Decide whether each of these statements agrees with the forum thread, giving yes or no and quoting the exact words of the thread that settle it. (a) The read timeouts occur in DC_A rather than DC_B. (b) The earlier reply says compaction history can be viewed with nodetool compactionhistory. (c) Every node shows the same CPU idle level.

__Article__.
══════════════════════════════

Re: Many pending compactions

2015-02-18 Thread Ja Sam
I don't have problems with DC_B (replica) only in DC_A(my system write only
to it) I have read timeouts.

I checked in OpsCenter SSTable count  and I have:
1) in DC_A  same +-10% for last week, a small increase for last 24h (it is
more than 15000-2 SSTables depends on node)
2) in DC_B last 24h shows up to 50% decrease, which give nice prognostics.
Now I have less then 1000 SSTables

What did you measure during system optimizations? Or do you have an idea
what more should I check?
1) I look at CPU Idle (one node is 50% idle, rest 70% idle)
2) Disk queue - mostly is it near zero: avg 0.09. Sometimes there are
spikes
3) system RAM usage is almost full
4) In Total Bytes Compacted most most lines are below 3MB/s. For total DC_A
it is less than 10MB/s, in DC_B it looks much better (avg is like 17MB/s)

something else?



On Wed, Feb 18, 2015 at 1:32 PM, Roni Balthazar ronibaltha...@gmail.com
wrote:

 Hi,

 You can check if the number of SSTables is decreasing. Look for the
 SSTable count information of your tables using nodetool cfstats.
 The compaction history can be viewed using nodetool
 compactionhistory.

 About the timeouts, check this out:
 http://www.datastax.com/dev/blog/how-cassandra-deals-with-replica-failure
 Also try to run nodetool tpstats to see the threads statistics. It
 can lead you to know if you are having performance problems. If you
 are having too many pending tasks or dropped messages, maybe will you
 need to tune your system (eg: driver's timeout, concurrent reads and
 so on)

══════════════════════════════

__Material supplied__.
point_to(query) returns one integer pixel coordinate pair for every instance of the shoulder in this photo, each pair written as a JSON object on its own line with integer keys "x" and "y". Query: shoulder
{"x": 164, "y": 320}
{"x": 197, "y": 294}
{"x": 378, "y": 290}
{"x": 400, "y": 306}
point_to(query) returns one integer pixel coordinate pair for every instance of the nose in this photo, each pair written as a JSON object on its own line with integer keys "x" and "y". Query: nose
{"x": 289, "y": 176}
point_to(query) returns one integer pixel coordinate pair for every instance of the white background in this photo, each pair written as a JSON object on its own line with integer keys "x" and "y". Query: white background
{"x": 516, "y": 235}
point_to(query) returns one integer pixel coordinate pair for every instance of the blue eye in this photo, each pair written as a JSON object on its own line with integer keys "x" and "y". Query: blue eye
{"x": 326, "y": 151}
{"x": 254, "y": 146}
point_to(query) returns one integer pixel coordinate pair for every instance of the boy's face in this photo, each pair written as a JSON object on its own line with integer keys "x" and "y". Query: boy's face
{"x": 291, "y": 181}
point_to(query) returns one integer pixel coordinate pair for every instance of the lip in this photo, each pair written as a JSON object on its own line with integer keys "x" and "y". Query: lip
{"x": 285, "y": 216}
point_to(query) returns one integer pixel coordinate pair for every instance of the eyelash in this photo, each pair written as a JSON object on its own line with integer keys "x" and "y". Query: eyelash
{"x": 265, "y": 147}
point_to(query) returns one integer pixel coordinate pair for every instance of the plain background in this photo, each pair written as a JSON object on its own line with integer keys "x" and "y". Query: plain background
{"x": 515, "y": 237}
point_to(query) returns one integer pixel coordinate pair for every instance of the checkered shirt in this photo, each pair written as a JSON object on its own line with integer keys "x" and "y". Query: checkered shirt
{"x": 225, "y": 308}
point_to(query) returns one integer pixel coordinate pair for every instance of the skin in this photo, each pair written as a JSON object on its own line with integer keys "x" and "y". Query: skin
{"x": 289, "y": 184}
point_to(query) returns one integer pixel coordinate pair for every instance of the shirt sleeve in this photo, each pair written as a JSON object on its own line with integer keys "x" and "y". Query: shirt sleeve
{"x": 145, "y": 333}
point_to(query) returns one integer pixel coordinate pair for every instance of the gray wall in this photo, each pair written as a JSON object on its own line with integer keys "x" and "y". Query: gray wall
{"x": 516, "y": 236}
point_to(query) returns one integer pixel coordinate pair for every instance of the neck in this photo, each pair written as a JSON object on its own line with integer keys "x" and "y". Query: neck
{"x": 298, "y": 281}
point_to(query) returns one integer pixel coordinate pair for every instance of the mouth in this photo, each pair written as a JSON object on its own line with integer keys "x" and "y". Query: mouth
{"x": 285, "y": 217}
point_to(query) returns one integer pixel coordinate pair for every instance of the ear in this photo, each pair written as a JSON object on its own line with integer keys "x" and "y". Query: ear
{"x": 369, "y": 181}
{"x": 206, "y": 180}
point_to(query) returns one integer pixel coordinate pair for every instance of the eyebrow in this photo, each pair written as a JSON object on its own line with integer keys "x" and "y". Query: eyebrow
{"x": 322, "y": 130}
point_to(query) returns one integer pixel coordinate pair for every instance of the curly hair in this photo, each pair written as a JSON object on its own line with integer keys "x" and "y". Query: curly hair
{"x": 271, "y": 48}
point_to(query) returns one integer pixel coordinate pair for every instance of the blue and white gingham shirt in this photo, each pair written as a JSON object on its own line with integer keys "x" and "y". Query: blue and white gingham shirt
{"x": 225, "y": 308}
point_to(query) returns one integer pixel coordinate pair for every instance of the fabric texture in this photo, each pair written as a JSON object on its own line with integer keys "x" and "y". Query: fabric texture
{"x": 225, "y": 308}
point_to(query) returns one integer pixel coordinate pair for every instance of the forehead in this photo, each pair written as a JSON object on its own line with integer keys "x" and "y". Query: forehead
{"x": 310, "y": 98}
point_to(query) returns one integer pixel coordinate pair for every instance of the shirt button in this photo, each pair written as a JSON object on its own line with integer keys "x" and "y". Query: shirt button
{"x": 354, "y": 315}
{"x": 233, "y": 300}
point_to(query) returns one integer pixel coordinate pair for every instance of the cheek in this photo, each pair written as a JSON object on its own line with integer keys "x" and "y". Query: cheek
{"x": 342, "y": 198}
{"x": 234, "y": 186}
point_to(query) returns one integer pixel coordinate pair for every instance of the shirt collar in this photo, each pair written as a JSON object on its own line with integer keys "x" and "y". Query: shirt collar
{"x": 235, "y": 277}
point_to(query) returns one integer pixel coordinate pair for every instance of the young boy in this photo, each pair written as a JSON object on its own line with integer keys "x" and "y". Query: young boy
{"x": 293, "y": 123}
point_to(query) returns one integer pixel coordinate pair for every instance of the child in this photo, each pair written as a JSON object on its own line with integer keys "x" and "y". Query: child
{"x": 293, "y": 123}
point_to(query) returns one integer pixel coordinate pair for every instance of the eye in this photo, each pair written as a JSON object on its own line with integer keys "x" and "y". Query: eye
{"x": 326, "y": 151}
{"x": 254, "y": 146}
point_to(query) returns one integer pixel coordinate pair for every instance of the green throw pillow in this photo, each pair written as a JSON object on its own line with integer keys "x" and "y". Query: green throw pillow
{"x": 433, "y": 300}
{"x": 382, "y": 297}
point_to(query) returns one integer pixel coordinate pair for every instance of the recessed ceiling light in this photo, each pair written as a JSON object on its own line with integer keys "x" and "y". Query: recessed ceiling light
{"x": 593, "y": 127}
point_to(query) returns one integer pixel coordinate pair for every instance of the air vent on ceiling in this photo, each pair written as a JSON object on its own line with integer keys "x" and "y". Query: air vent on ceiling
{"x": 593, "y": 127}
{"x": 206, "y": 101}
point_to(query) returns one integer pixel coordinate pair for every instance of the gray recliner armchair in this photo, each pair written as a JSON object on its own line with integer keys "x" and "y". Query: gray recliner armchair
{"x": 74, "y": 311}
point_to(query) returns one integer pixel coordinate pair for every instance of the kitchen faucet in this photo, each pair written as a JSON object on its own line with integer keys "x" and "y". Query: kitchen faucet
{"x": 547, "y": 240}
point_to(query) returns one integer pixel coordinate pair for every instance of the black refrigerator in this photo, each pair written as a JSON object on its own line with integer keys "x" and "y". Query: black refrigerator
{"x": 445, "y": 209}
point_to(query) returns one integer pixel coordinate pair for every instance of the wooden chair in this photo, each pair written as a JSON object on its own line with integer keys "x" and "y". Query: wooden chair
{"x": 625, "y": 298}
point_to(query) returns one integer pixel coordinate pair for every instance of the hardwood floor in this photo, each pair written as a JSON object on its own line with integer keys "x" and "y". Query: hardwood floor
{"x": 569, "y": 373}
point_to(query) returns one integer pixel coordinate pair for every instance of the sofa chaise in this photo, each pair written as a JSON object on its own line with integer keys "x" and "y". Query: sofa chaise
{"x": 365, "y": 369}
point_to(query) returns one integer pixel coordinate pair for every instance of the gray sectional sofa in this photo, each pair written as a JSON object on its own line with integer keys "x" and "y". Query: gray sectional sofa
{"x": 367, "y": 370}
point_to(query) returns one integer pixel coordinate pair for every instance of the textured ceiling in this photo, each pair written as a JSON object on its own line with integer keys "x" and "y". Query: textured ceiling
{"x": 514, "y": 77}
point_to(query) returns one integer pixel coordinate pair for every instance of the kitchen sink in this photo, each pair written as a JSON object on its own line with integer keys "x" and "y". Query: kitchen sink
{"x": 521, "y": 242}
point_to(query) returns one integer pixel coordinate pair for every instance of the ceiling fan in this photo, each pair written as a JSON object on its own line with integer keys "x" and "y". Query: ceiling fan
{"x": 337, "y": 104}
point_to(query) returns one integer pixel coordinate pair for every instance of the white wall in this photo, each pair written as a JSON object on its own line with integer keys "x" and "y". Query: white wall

══════════════════════════════

__Result for this task__.
(a) Yes: "I don't have problems with DC_B (replica) only in DC_A(my system write only to it) I have read timeouts."
(b) Yes: "The compaction history can be viewed using nodetool compactionhistory."
(c) No: "one node is 50% idle, rest 70% idle"